▸ **Задания**:
a. Кто на самом деле убил дядю Александра, если верить отрывку о Микше?
b. Переведите на английский предложение из отрывка о Микше: «Всю жизнь Микша презирал мягкого, тихого отца.»
c. Подхватите отрывок о Микше и продолжите его сразу после последнего приведённого предложения.

──────── Отрывок для чтения ────────

Выехали на Курзию, но до посёлка не доехали - конь заблудился в густых кустах и отказался идти дальше. Микша завернул на охотничью стоянку. Там, у костра, и заночевали. Микша вспомнил, как они, младшее поколение Сосина, воевали с «классовыми врагами» - не пускали голодных детей в лес за ягодами. Кудасов промолчал, отказался от водки, угощения и всю ночь просидел, глядя в огонь.

4–6

Утром Кудасов ушёл, а Микша отправился к крепким ещё баракам, где жили переселенцы. Нашёл и дом дяди Александра, возле которого его убили. Потом экскурсовод местного музея много лет рассказывала историю убийства пламенного революционера. Микша, любивший дядю Александра больше всего на свете, хотел тогда отомстить, нож наточил, но отец удержал, уговорил.

На обратном пути Микша размышлял, что за человек сидит позади него. Явно не «рыбник». Уж не из «бывших» ли? Микша был в лагерях, прошёл войну до самого Берлина, и ничего в этой жизни не боялся, но спросить молчуна прямо не решался.

Зайти к Микше Кудасов отказался, попросил отвезти к реке, на перевоз. Там заплатил за работу и, наконец, напомнил, кто он.

Учёная барышня в музее рассказывала о герое, а на самом деле пьяный дядя Александр, большой любитель женщин, изнасиловал пятнадца­тилетнюю девочку, убиравшую у него в комендатуре. Убил дядю брат этой девочки, четырна­дца­тилетний Кудасов.

7–8

У Микшы, пьяницы и лагерника, было в жизни одно утешение - память о дяде-герое. Теперь не осталось и этого. У дома Микша вспомнил слова умирающего отца, которые передала ему соседка-старуха: «Скажи Никифору, что у отца нету зла на него. Не он виноват. Дядья его таким сделали».

Всю жизнь Микша презирал мягкого, тихого отца.

Когда в 37-ом его арестовали «как пособника международной буржуазии», Микша публично отрёкся от отца и взял фамилию дядьёв.

У Микши сильно закололо сердце, и домой он не пошёл - отправился расспросить об отце у тех, кто его ещё помнил. Соседка старуха, ухаживавшая за отцом, когда тот вернулся из лагерей, давно умела, и Микша отправился к древней бабке Матрёне.

Подкрепившись водкой, бабка вспомнила, что к хорошему человеку Ивану Варзумову вся деревня ходила «насчёт всяких бумажных дел», чего дядья очень не одобряли. Вспомнила Матрёна и о матери Микши, «дурной бабе», сильно любившей выпить. Микша помнил, как убивался отец, когда она умерла. Больше бабка ничего не вспомнила, да и самого Микшу перестала узнавать.

9–13

В селе жила ещё одна старуха, помнившая Ивана Варзумова, но к ней Микше ходу не было. Сорок лет назад дядя Александр совратил её дочь, и она до сих пор помнила обиду.

──────── Извлечённые данные ────────

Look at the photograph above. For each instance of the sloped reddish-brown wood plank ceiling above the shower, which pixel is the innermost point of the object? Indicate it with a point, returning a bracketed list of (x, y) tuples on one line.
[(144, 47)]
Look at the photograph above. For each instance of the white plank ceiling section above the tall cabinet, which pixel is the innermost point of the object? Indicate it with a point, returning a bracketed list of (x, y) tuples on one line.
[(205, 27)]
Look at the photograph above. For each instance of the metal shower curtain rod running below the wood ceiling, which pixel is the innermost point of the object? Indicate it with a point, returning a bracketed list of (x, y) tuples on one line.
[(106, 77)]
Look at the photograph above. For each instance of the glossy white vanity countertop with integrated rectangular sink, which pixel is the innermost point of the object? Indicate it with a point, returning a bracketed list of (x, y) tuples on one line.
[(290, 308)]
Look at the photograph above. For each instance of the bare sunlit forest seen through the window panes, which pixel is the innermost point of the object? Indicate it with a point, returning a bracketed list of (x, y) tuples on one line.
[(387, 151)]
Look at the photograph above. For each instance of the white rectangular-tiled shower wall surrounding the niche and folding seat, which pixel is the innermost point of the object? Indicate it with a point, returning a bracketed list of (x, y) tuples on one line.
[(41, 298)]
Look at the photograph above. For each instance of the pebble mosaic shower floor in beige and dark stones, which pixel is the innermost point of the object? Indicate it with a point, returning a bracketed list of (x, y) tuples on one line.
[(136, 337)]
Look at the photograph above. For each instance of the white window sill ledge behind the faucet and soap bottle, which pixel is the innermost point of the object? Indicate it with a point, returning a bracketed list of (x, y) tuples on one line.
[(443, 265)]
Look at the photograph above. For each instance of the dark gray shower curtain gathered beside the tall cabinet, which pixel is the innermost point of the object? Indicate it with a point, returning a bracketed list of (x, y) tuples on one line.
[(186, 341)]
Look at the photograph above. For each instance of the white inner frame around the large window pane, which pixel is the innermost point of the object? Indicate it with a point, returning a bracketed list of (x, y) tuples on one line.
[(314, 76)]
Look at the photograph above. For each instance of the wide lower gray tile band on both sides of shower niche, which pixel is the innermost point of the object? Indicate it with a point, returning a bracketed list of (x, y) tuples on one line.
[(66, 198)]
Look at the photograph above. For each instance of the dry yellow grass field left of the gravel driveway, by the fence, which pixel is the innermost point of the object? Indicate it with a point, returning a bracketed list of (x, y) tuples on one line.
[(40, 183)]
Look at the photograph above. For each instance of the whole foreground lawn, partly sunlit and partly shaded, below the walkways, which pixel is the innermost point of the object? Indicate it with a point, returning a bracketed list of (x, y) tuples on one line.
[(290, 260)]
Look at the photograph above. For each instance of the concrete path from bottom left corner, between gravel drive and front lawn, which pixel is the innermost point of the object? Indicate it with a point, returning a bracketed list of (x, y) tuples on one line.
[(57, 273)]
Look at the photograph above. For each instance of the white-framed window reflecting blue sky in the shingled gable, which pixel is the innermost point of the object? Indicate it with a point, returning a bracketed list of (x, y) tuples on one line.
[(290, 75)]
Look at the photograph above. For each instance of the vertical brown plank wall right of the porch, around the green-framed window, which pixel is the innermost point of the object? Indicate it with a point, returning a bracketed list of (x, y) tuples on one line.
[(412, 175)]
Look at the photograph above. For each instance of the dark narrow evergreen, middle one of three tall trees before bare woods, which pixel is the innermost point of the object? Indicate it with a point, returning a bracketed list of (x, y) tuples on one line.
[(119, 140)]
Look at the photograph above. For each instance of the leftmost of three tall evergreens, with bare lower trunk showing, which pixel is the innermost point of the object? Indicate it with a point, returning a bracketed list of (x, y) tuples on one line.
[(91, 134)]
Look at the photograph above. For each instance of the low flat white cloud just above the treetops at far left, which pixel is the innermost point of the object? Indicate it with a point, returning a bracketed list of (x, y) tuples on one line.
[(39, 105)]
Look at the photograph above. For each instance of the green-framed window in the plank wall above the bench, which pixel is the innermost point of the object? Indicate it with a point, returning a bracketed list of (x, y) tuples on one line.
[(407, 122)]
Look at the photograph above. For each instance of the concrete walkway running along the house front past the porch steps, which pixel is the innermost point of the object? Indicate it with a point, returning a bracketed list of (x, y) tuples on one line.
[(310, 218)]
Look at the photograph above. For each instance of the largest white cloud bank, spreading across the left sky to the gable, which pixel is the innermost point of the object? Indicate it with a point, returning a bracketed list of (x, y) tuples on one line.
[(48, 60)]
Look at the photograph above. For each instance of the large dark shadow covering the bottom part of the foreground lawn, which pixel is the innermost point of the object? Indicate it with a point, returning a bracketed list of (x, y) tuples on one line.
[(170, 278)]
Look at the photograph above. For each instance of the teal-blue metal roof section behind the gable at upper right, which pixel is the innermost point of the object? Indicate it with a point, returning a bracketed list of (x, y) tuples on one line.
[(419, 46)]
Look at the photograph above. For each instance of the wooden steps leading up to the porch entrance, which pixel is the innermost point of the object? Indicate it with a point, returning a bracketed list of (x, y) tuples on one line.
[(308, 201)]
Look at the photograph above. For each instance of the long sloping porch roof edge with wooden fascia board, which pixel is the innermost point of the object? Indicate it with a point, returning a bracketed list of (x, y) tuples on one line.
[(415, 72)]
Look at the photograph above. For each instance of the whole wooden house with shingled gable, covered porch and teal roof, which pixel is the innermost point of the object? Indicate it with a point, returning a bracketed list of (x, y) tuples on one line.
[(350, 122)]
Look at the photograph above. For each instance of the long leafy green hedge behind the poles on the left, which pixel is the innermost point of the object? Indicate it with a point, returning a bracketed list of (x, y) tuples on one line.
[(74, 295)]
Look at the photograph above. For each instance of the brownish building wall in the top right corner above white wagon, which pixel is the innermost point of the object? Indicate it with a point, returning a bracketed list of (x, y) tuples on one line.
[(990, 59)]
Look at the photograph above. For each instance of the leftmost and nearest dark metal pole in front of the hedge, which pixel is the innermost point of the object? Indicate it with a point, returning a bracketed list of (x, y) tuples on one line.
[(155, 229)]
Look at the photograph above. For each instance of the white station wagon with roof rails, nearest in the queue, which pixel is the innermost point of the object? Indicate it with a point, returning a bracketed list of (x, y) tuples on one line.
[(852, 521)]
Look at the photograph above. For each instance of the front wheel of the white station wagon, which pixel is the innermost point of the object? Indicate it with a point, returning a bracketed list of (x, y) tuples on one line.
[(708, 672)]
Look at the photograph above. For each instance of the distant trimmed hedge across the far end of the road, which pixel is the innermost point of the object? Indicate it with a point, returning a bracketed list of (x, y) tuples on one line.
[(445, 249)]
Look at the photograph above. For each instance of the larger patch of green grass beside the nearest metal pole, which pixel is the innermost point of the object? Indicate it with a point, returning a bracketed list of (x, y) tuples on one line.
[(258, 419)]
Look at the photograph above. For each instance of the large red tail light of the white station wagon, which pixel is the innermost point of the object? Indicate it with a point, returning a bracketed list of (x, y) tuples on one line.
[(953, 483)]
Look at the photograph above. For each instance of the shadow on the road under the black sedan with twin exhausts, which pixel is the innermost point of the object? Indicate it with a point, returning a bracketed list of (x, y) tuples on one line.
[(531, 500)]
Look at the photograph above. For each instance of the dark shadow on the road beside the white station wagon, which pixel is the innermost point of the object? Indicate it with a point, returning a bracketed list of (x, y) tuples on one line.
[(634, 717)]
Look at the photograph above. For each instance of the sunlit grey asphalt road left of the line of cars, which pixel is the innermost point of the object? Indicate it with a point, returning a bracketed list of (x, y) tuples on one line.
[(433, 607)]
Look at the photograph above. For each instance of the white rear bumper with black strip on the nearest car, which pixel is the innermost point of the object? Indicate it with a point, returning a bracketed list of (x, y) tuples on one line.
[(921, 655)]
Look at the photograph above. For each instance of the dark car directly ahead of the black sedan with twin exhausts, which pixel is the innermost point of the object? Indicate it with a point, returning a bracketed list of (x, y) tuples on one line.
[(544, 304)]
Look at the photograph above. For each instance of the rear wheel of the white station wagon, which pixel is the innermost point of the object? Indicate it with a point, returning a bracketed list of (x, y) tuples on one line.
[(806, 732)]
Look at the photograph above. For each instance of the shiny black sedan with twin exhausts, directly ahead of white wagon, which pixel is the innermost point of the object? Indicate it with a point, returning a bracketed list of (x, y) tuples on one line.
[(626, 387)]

────────

▸ **Ответы по порядку**:
a. Брат девочки, которую изнасиловал дядя Александр, четырнадцатилетний Кудасов.

b. All his life Miksha despised his gentle, quiet father.

c.
Микша отправился в райцентр, где жил старый друг его отца, и узнал, что старик недавно умер. Вдова рассказала, что Иван Варзумов предупредил её мужа об аресте, и тому удалось сбежать. Дядя Мефодий тогда чуть не застрелил Ивана, да дядя Александр заступился. Дядя Мефодий в те времена расстрелял столько невинных людей, что его до сих пор поминают недобрым словом.

Ещё вдова рассказала, что Иван Варзумов служил казначеем в крестьянском пароходстве, которое организовал вместе с несколькими ссыльными, не испугавшись угроз местного богача-монополиста, владельца нескольких пароходов. Старуха посоветовала Микше сходить к бывшему сельскому учителю Павлину Фёдоровичу - уж он-то знает все подробности.

Когда-то двадцати­пя­тилетний Павлин Фёдорович сменил городскую квартиру на избу в глухой Сибирской деревне, чтобы учить сельских ребятишек. Семьёй он так и не обзавёлся - всего себя отдал школе.

В 1938 году Павлина Фёдоровича арестовали, семнадцать лет он провёл в лагерях, а после Хрущёвской оттепели вернулся и занялся озеленением района.

Микша помнил, как учителя под конвоем вели в город. Сам он тогда тоже сел по пьянке - налетел грузовиком на народную трибуну.

В дом Павлин Фёдорович Микшу не пустил - не захотел разговаривать с человеком, который отрёкся от родного отца.

Возвращаясь в Сосино, Микша думал о жене. Кода-то она глупой семнадца­тилетней девчонкой сама пришла к нему, вдовцу, - пожалела осиротевших детишек. Радости она с Микшей не увидела, но осталась верной и заботливой.

Возле родной избы у Микши вновь закололо сердце. Он увидел огни, услышал колокольный звон и пение - так пели раскулаченные возле древней часовни.

А теперь Микша сам шёл к отцу...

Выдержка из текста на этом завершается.